Request: Copy the data word for word, from the very beginning through the line containing "121L128 116H120L118 134L123", including that line. Leave out the pictures.

Data extracts:

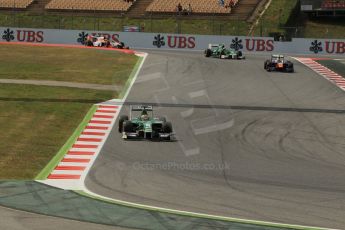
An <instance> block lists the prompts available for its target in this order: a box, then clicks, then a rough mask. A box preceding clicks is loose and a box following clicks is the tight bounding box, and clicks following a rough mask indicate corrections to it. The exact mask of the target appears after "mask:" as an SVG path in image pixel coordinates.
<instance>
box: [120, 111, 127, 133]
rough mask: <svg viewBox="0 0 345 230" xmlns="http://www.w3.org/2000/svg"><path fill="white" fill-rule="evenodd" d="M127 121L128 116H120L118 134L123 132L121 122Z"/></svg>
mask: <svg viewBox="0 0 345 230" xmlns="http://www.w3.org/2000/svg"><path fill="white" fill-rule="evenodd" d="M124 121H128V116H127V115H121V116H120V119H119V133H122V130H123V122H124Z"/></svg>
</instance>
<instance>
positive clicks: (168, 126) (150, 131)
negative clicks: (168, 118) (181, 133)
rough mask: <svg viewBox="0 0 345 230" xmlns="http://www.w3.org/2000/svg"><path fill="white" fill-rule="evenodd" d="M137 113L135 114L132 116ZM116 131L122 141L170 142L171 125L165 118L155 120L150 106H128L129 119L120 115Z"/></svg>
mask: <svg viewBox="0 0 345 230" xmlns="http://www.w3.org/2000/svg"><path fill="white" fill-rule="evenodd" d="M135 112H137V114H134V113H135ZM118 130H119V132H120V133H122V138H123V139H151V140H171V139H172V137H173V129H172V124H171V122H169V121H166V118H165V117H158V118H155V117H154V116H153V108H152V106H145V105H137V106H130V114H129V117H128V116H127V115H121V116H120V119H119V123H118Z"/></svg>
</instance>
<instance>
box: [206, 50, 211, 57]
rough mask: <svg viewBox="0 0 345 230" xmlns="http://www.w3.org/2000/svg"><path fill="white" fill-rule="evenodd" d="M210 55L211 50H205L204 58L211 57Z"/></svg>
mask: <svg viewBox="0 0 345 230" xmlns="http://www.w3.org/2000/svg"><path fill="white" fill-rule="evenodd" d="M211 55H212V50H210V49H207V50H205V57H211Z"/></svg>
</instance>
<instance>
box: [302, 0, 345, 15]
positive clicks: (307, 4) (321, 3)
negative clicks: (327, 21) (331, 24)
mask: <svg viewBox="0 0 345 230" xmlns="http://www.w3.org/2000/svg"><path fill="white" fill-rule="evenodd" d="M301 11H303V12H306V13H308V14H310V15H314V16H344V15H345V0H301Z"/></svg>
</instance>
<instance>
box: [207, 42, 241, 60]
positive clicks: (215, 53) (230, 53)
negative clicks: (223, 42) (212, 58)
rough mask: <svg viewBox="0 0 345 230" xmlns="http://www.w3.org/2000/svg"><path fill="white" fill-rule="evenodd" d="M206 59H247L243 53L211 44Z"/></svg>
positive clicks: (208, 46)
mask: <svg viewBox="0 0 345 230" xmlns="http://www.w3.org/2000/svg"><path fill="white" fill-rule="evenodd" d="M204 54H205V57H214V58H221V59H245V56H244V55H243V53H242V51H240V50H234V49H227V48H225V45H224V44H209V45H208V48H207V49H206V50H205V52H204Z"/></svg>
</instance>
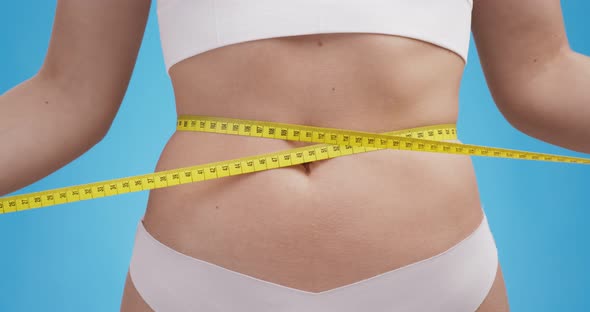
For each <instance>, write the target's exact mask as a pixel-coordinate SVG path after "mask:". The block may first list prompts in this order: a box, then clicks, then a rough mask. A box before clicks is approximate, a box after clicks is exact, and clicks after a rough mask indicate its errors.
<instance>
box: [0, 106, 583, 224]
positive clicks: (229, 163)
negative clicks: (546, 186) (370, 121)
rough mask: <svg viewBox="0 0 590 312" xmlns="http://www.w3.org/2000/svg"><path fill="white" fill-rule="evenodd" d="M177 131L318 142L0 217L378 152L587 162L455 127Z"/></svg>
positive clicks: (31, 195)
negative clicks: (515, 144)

Answer section:
An <instance> block lists the prompts available for its target in this order: a box, then clicks, then a rough mask. A box preceding clicks is loose and a box following clicks is the tight bounding box, and clicks following a rough mask indicate corrections to it. The exact mask of the target appears after "mask:" as an SVG path in image pixel coordinates.
<instance>
box: [120, 111, 127, 133]
rough mask: <svg viewBox="0 0 345 230" xmlns="http://www.w3.org/2000/svg"><path fill="white" fill-rule="evenodd" d="M127 121L128 116H120L118 134L123 132L121 122Z"/></svg>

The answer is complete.